═══ Excerpt provided ═══

The Statute of Limitations for Attempted Murder

By Holly Keeran

In criminal law, the time period within which a prosecutor must file charges against someone is referred to as the “statute of limitations.” If this is allowed to expire, prosecutors lack jurisdiction to charge or punish a defendant. Although statutes vary from state to state, the most heinous crimes, such as murder, do not carry a statute of limitations.

Attempted Murder

Attempted murder is classified as an “incomplete crime,” or an “inchoate crime.” There are three types of inchoate crimes: attempted, conspiracy and solicitation. Trying but failing to commit the crime, also referred to as “criminal attempt,” is considered the most serious inchoate crime. Attempted murder is regarded as a criminal attempt inchoate crime. For a charge of attempted murder, the action must meet three elements of criminal attempt: specific intent, actions to commit the crime and failure to commit the crime.

Categorizing Attempted Murder

Currently, no national, codified criminal statute of limitations for attempted murder exists. Most state penal codes categorize criminal activities into either felonies or misdemeanors depending on the severity of the crime. To determine the statute of limitations for a crime, the appropriate felony classification in a particular state must be determined. In general, the clock starts to run upon commission of the offense, as opposed to discovery of the crime or identification of the perpetrator.

Model Penal Code

Completed in 1962, The Model Penal Code (MPC), an attempt to standardize state penal codes, became the closest realization of an “American Criminal Code.” Although it was developed only as a guideline, 37 states have implemented some version of the MPC and several states, including Oregon, New Jersey and New York, have put into practice virtually all of its provisions. However, some states still reject the MPC’s departure from the common law tradition of treating inchoate actions as lesser offenses. The MPC’s code treats inchoate offenses, such as an attempted crime, the same as consummated offenses.

═══ Supplied information ═══

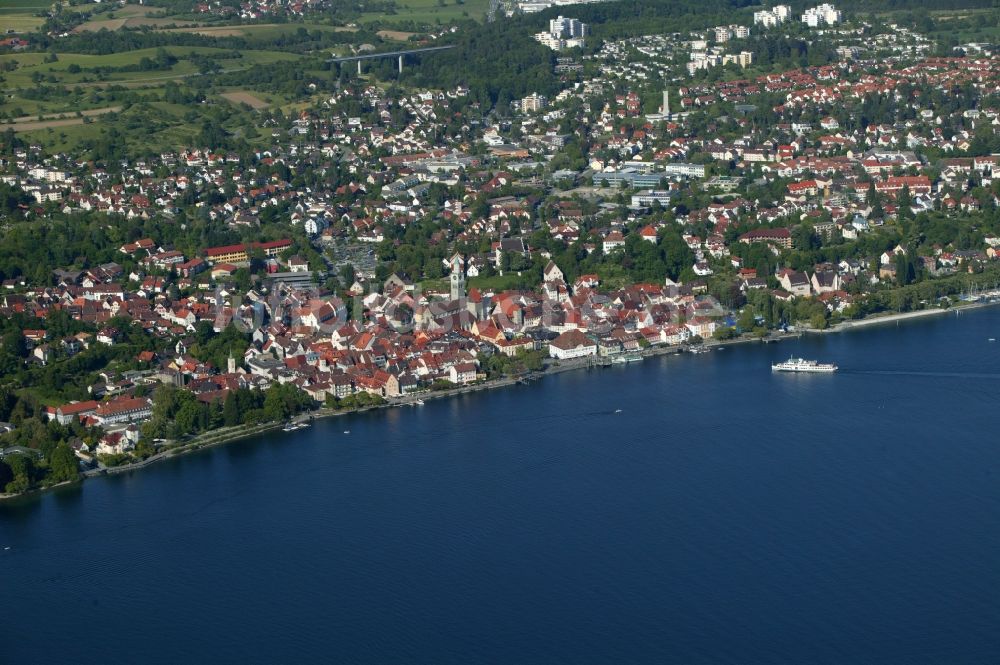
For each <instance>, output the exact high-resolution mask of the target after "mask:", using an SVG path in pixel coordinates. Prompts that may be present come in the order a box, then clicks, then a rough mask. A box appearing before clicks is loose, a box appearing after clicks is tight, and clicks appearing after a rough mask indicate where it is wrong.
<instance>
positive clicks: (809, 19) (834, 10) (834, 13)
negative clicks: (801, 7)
mask: <svg viewBox="0 0 1000 665" xmlns="http://www.w3.org/2000/svg"><path fill="white" fill-rule="evenodd" d="M842 18H843V17H842V15H841V13H840V10H839V9H837V8H836V7H834V6H833V5H831V4H822V5H820V6H819V7H813V8H812V9H807V10H806V11H805V12H804V13H803V14H802V22H803V23H805V24H806V25H808V26H809V27H810V28H818V27H821V26H824V25H836V24H838V23H840V21H841V19H842Z"/></svg>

═══

To-do item
Please copy out the article on the statute of limitations for attempted murder in full, word for word.

Reply to the task
The Statute of Limitations for Attempted Murder

By Holly Keeran

In criminal law, the time period within which a prosecutor must file charges against someone is referred to as the “statute of limitations.” If this is allowed to expire, prosecutors lack jurisdiction to charge or punish a defendant. Although statutes vary from state to state, the most heinous crimes, such as murder, do not carry a statute of limitations.

Attempted Murder

Attempted murder is classified as an “incomplete crime,” or an “inchoate crime.” There are three types of inchoate crimes: attempted, conspiracy and solicitation. Trying but failing to commit the crime, also referred to as “criminal attempt,” is considered the most serious inchoate crime. Attempted murder is regarded as a criminal attempt inchoate crime. For a charge of attempted murder, the action must meet three elements of criminal attempt: specific intent, actions to commit the crime and failure to commit the crime.

Categorizing Attempted Murder

Currently, no national, codified criminal statute of limitations for attempted murder exists. Most state penal codes categorize criminal activities into either felonies or misdemeanors depending on the severity of the crime. To determine the statute of limitations for a crime, the appropriate felony classification in a particular state must be determined. In general, the clock starts to run upon commission of the offense, as opposed to discovery of the crime or identification of the perpetrator.

Model Penal Code

Completed in 1962, The Model Penal Code (MPC), an attempt to standardize state penal codes, became the closest realization of an “American Criminal Code.” Although it was developed only as a guideline, 37 states have implemented some version of the MPC and several states, including Oregon, New Jersey and New York, have put into practice virtually all of its provisions. However, some states still reject the MPC’s departure from the common law tradition of treating inchoate actions as lesser offenses. The MPC’s code treats inchoate offenses, such as an attempted crime, the same as consummated offenses.